[Opening SELECTED EXCERPT section]
Apparently, a related system is under test around Heathrow Terminal 5, due to go live in “spring 2010”. Anyone taking bets?
An interesting isotope is detected in the CRU report fall-out plume. Apart from the very high concentrations of concern-troll, tone-troll, and pure drivel, there is something worth learning from.
For this reason, many software professionals encountering science software for the first time may be horrified. How, they ask, can we rely on this crude software, developed in primitive conditions – by amateurs, working with such poor tools and such poor understanding of the field? This is a common reaction to GISTEMP, and is exactly the reaction which many critics have had, some very publicly, to the software published with the CRU emails. Such critics do have a point. Science software should be better than it is. Scientists should be provided with more training, and more support. But consider the uses to which science software is put. Most
software written by scientists:* consists of tiny programs;
* which will only ever be run a small number of times;
* over the course of a few weeks as it is being developed;
* by the scientist who wrote it;
* on data gathered by that scientist’s team;
* concerning a scientific field in which that scientist is expert;
* to perform data processing on which that scientist is expert; and will be discarded, never to be used again, as soon as the paper containing the results is accepted for publication.
There are hardly any scientists today who don’t do some programming of some sort; there’s not much science that doesn’t involve churning through really big data sets. As a result, there’s a lot of it about. Which reminds me of this Eric Sink post from 2006, about the distinctions between “me-ware, us-ware, and them-ware”. Me-ware is software that you write and only you use; us-ware is software that is used by the same organisation that produces it; them-ware is software that is produced by a software company or open-source project for the general public.
There’s a gradient of difficulty; the further from you the end-user is, the less you know about their needs. On the other hand, if you’re just trying to twiddle the chunks to fit through the ChunkCo Chunkstrainer without needing to buy a ChunkCo Hyperchunk, well, although you know just how big they are, you’re unlikely to spend time building a pretty user interface or doing code reviews. Which only matters up to a point; nobody else would bother solving your problem.
But this can bite you on the arse, which is what happened to the climate researchers. It’s fair to say that if you’re processing a scientific data set, what actually matters is the data, or the mathematical operation you want to do to it. You won’t get the paper into Nature because you hacked up a really elegant list comp or whatever; they won’t refuse it because the code is ugly. Anyone who wants to replicate your results will probably roll their own.
This is OK, but the failure mode is when the political equivalent of Brian Coat comes snooping around your #comments or lack of them. Perhaps I should tidy up the Vfeed scripts while I’m at it.
[Closing SELECTED EXCERPT section]
[Opening MATERIAL SUPPLIED section]
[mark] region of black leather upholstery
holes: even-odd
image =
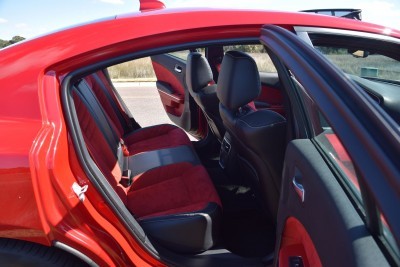
[[[257,98],[260,91],[260,75],[254,59],[239,51],[227,52],[218,78],[219,101],[235,110]]]
[[[203,111],[211,131],[222,140],[225,128],[219,114],[217,86],[212,84],[210,65],[200,53],[189,53],[186,62],[186,84],[190,95]]]
[[[210,203],[203,210],[140,221],[149,238],[180,253],[199,253],[214,246],[220,236],[221,208]]]
[[[247,103],[259,94],[257,65],[245,53],[229,51],[218,83],[220,113],[243,176],[249,178],[276,218],[286,144],[286,120],[271,110],[254,111]]]

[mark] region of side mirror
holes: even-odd
[[[349,50],[349,53],[352,54],[353,57],[356,57],[356,58],[366,58],[369,56],[369,52],[365,51],[365,50],[356,50],[356,51]]]

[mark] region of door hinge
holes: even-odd
[[[80,186],[76,182],[72,184],[72,190],[74,191],[75,195],[79,198],[81,202],[85,200],[85,192],[89,188],[88,185]]]

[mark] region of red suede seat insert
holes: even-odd
[[[221,206],[207,171],[201,165],[187,162],[136,176],[127,195],[127,207],[139,220],[198,211],[210,202]]]
[[[124,136],[123,139],[130,155],[181,145],[191,145],[186,133],[170,124],[142,128]]]

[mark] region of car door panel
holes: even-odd
[[[185,131],[199,136],[199,111],[186,88],[186,62],[170,54],[151,56],[151,61],[168,117]]]
[[[303,188],[304,201],[294,180]],[[304,231],[293,231],[296,225]],[[303,257],[304,266],[318,266],[319,259],[322,266],[388,265],[343,188],[308,139],[294,140],[287,147],[277,236],[279,266],[290,266],[290,258],[297,256]]]
[[[392,136],[387,139],[370,138],[371,133],[375,137],[388,135],[388,131],[376,130],[383,129],[381,124],[386,121],[384,114],[381,116],[375,107],[369,106],[369,98],[364,100],[363,95],[359,94],[362,92],[361,88],[350,83],[342,72],[297,36],[273,25],[264,26],[261,32],[261,42],[270,51],[292,107],[296,108],[296,114],[299,115],[296,123],[303,127],[305,132],[301,136],[310,138],[293,140],[286,150],[277,218],[276,254],[280,255],[281,259],[276,258],[276,265],[290,266],[291,259],[302,256],[306,257],[304,262],[312,266],[310,261],[315,259],[309,256],[315,252],[310,249],[307,238],[303,238],[297,231],[289,231],[293,218],[304,227],[304,232],[310,237],[323,266],[388,266],[388,260],[391,259],[382,249],[379,233],[370,227],[368,217],[366,218],[361,211],[362,208],[351,200],[351,192],[342,184],[341,175],[336,171],[333,173],[333,162],[322,156],[328,157],[328,154],[322,153],[319,143],[314,141],[313,136],[316,133],[310,123],[313,117],[309,117],[306,112],[314,107],[310,107],[303,98],[304,94],[310,97],[314,101],[315,109],[320,111],[333,127],[338,140],[343,143],[354,165],[358,167],[358,178],[363,179],[368,186],[378,185],[376,179],[381,179],[378,187],[369,187],[370,192],[381,196],[373,196],[378,204],[388,199],[396,202],[396,188],[387,187],[388,184],[384,180],[399,177],[398,168],[394,164],[389,160],[380,164],[381,160],[377,156],[382,155],[383,140],[392,144],[394,148],[397,147],[396,139]],[[300,92],[302,89],[297,83],[304,88],[304,92]],[[375,113],[371,112],[373,108]],[[372,124],[376,124],[376,127],[372,128]],[[333,141],[332,146],[335,144],[333,139],[330,140]],[[394,150],[390,153],[395,154]],[[385,151],[389,153],[388,149]],[[341,156],[345,163],[347,155],[342,153]],[[383,189],[386,192],[384,197],[381,194]],[[391,216],[392,221],[389,224],[397,236],[396,211],[390,209],[390,205],[379,207]],[[376,212],[376,206],[374,208]],[[365,204],[364,209],[367,209],[368,213],[374,212],[372,207]],[[370,231],[373,231],[373,235]],[[288,242],[285,240],[287,236],[293,240]],[[301,255],[291,255],[291,245],[297,245],[298,252],[293,253]]]
[[[277,73],[260,72],[261,92],[254,101],[257,109],[269,109],[285,115],[283,96]]]

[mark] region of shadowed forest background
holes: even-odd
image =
[Closing MATERIAL SUPPLIED section]
:: TASK PROMPT ::
Extract the portion of the science software passage starting at "This is OK, but" and ending at "while I’m at it.", copying it word for word.

:: WRITTEN SOLUTION ::
This is OK, but the failure mode is when the political equivalent of Brian Coat comes snooping around your #comments or lack of them. Perhaps I should tidy up the Vfeed scripts while I’m at it.